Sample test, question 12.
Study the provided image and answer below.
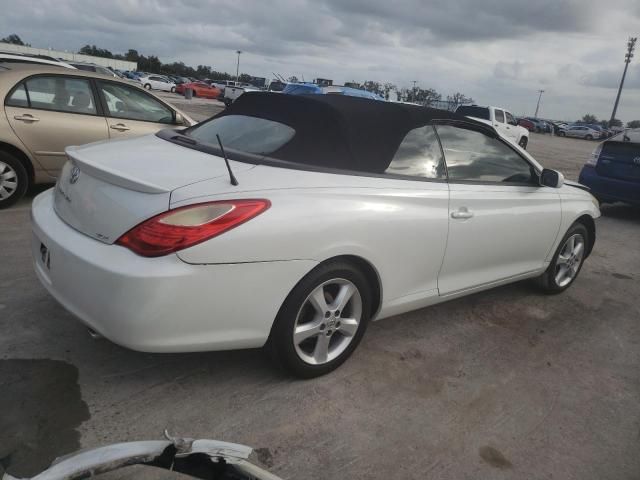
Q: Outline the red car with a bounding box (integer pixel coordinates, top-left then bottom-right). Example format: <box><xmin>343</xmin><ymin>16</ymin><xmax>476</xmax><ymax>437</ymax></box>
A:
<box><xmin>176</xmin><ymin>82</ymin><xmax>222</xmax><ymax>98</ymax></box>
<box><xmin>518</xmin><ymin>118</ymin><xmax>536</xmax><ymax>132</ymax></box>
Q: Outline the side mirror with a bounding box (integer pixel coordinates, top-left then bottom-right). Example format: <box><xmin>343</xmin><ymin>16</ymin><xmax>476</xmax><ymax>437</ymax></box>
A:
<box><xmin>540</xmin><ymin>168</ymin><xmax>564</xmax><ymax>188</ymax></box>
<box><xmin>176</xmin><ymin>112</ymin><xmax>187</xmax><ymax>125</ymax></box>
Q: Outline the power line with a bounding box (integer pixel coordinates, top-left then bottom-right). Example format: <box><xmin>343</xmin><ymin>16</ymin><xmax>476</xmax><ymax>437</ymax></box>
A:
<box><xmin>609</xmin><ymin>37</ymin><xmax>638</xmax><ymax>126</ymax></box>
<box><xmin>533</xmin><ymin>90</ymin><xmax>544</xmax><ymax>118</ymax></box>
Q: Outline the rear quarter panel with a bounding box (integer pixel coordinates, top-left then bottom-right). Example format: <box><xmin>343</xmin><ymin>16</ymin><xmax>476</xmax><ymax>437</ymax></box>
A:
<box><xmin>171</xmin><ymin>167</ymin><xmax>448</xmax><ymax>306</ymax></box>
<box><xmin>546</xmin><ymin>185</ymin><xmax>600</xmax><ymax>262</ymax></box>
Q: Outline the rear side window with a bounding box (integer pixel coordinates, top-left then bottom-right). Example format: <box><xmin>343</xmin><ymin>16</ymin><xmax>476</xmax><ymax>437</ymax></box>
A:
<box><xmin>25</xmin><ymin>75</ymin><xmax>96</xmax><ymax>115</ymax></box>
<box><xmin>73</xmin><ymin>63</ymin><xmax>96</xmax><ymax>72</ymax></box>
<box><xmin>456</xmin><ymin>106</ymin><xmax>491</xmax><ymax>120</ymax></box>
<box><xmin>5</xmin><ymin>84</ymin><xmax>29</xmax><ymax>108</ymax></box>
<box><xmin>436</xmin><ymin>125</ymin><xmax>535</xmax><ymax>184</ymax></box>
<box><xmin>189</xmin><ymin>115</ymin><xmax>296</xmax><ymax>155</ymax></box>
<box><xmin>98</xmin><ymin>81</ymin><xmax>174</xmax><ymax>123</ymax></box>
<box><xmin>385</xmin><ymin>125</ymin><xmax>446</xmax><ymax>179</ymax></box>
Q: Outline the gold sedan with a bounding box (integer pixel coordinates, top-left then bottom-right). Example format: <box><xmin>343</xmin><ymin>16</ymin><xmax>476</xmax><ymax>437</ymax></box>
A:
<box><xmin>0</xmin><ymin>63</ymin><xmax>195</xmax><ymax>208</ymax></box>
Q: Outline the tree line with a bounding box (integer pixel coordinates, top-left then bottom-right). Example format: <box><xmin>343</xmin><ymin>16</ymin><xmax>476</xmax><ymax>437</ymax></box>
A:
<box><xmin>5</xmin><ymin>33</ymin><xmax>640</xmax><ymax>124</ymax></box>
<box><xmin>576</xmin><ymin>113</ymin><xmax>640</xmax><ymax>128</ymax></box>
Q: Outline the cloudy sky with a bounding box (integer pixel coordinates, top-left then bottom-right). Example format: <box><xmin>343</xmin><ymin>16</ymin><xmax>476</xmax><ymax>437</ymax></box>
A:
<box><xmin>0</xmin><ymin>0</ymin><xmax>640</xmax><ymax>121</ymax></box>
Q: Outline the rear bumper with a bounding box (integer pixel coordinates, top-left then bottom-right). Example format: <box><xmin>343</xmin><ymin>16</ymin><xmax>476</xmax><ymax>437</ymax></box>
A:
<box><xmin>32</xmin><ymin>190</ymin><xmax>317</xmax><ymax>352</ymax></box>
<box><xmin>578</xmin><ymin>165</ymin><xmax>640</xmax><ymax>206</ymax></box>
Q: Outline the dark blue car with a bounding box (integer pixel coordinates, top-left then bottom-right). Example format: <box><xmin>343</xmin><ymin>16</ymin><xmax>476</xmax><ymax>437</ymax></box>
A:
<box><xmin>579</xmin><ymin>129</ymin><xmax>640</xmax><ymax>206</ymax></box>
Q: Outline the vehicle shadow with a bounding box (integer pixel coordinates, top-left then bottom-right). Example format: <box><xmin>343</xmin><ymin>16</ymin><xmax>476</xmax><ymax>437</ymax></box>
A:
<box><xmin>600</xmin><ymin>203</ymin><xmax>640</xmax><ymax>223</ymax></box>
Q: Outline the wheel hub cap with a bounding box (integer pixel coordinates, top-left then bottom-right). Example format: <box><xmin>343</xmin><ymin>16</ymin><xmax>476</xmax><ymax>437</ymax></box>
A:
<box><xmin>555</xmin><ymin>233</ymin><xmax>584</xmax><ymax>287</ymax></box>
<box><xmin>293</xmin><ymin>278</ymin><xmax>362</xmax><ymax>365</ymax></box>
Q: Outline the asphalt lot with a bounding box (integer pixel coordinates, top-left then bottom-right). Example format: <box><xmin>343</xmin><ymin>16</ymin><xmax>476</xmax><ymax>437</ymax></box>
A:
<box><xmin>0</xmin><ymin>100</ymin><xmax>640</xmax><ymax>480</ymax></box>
--*--
● GOAL OF THE EXERCISE
Reproduce the listing above word for word, leaving out the picture.

● TASK RESULT
Sample test, question 12.
Study the provided image and answer below.
Q: Outline the red car with a bounding box (integer pixel coordinates, top-left then bottom-right). Example format: <box><xmin>343</xmin><ymin>16</ymin><xmax>476</xmax><ymax>437</ymax></box>
A:
<box><xmin>176</xmin><ymin>82</ymin><xmax>222</xmax><ymax>98</ymax></box>
<box><xmin>518</xmin><ymin>118</ymin><xmax>536</xmax><ymax>132</ymax></box>
Q: Outline the side mirror with a bounding box (integer pixel coordinates, top-left then bottom-right). Example format: <box><xmin>343</xmin><ymin>16</ymin><xmax>476</xmax><ymax>437</ymax></box>
A:
<box><xmin>540</xmin><ymin>168</ymin><xmax>564</xmax><ymax>188</ymax></box>
<box><xmin>176</xmin><ymin>112</ymin><xmax>187</xmax><ymax>125</ymax></box>
Q: Outline the power line with a bounding box (integer pixel coordinates, top-left then bottom-right). Example format: <box><xmin>343</xmin><ymin>16</ymin><xmax>476</xmax><ymax>437</ymax></box>
A:
<box><xmin>609</xmin><ymin>37</ymin><xmax>638</xmax><ymax>126</ymax></box>
<box><xmin>533</xmin><ymin>90</ymin><xmax>544</xmax><ymax>118</ymax></box>
Q: Outline the rear quarter panel with a bounding box (integer pixel coordinates, top-left then bottom-right). Example format: <box><xmin>343</xmin><ymin>16</ymin><xmax>476</xmax><ymax>437</ymax></box>
A:
<box><xmin>171</xmin><ymin>167</ymin><xmax>448</xmax><ymax>306</ymax></box>
<box><xmin>546</xmin><ymin>185</ymin><xmax>600</xmax><ymax>262</ymax></box>
Q: Outline the rear side window with a bounding box (integer pixel coordinates, top-left then bottom-right). Example format: <box><xmin>343</xmin><ymin>16</ymin><xmax>476</xmax><ymax>437</ymax></box>
A:
<box><xmin>25</xmin><ymin>75</ymin><xmax>96</xmax><ymax>115</ymax></box>
<box><xmin>73</xmin><ymin>63</ymin><xmax>96</xmax><ymax>72</ymax></box>
<box><xmin>456</xmin><ymin>106</ymin><xmax>491</xmax><ymax>120</ymax></box>
<box><xmin>5</xmin><ymin>84</ymin><xmax>29</xmax><ymax>108</ymax></box>
<box><xmin>436</xmin><ymin>125</ymin><xmax>535</xmax><ymax>184</ymax></box>
<box><xmin>189</xmin><ymin>115</ymin><xmax>296</xmax><ymax>155</ymax></box>
<box><xmin>98</xmin><ymin>81</ymin><xmax>174</xmax><ymax>123</ymax></box>
<box><xmin>385</xmin><ymin>125</ymin><xmax>446</xmax><ymax>179</ymax></box>
Q: Outline the gold sedan with a bounding box (integer pixel coordinates, top-left then bottom-right). Example format: <box><xmin>343</xmin><ymin>16</ymin><xmax>476</xmax><ymax>437</ymax></box>
A:
<box><xmin>0</xmin><ymin>63</ymin><xmax>195</xmax><ymax>208</ymax></box>
Q: Outline the tree line with a bounding box (integer pixel coordinates, top-left then bottom-right). Example format: <box><xmin>343</xmin><ymin>16</ymin><xmax>476</xmax><ymax>437</ymax></box>
A:
<box><xmin>5</xmin><ymin>33</ymin><xmax>640</xmax><ymax>124</ymax></box>
<box><xmin>576</xmin><ymin>113</ymin><xmax>640</xmax><ymax>128</ymax></box>
Q: Outline the cloudy sky with a bounding box (integer pixel coordinates, top-left then bottom-right). Example format: <box><xmin>343</xmin><ymin>16</ymin><xmax>476</xmax><ymax>437</ymax></box>
A:
<box><xmin>0</xmin><ymin>0</ymin><xmax>640</xmax><ymax>121</ymax></box>
Q: Outline the rear bumper with a bounding box (integer pixel coordinates, top-left then bottom-right). Example format: <box><xmin>343</xmin><ymin>16</ymin><xmax>476</xmax><ymax>437</ymax></box>
A:
<box><xmin>32</xmin><ymin>190</ymin><xmax>317</xmax><ymax>352</ymax></box>
<box><xmin>578</xmin><ymin>165</ymin><xmax>640</xmax><ymax>206</ymax></box>
Q: Outline the dark blue car with a bounding box (integer pixel coordinates, top-left then bottom-right). Example format: <box><xmin>343</xmin><ymin>16</ymin><xmax>476</xmax><ymax>437</ymax></box>
A:
<box><xmin>579</xmin><ymin>129</ymin><xmax>640</xmax><ymax>206</ymax></box>
Q: Outline the vehicle shadow with a bounding box (integer pixel coordinates, top-left then bottom-right). Example format: <box><xmin>343</xmin><ymin>16</ymin><xmax>476</xmax><ymax>437</ymax></box>
A:
<box><xmin>600</xmin><ymin>203</ymin><xmax>640</xmax><ymax>223</ymax></box>
Q: Outline the wheel hub cap with a bounding box (integer pixel coordinates, top-left then bottom-right). Example format: <box><xmin>343</xmin><ymin>16</ymin><xmax>476</xmax><ymax>437</ymax></box>
A:
<box><xmin>555</xmin><ymin>233</ymin><xmax>584</xmax><ymax>287</ymax></box>
<box><xmin>293</xmin><ymin>278</ymin><xmax>362</xmax><ymax>365</ymax></box>
Q: Outline the asphalt lot with a bounding box (integer pixel coordinates, top-left then bottom-right). Example format: <box><xmin>343</xmin><ymin>16</ymin><xmax>476</xmax><ymax>437</ymax></box>
A:
<box><xmin>0</xmin><ymin>100</ymin><xmax>640</xmax><ymax>480</ymax></box>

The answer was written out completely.